* DIRECTIVE *
Reproduce every line of the records below word for word.

* RECORDS SUPPLIED *
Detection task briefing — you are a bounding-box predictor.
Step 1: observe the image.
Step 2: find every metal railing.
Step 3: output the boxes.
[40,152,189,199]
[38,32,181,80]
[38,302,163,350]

* WRITTEN RESPONSE *
Detection task briefing — you are a bounding-box predictor.
Step 1: observe the image.
Step 2: find every metal railing.
Step 3: output the boxes.
[40,152,189,199]
[38,32,181,80]
[38,302,163,350]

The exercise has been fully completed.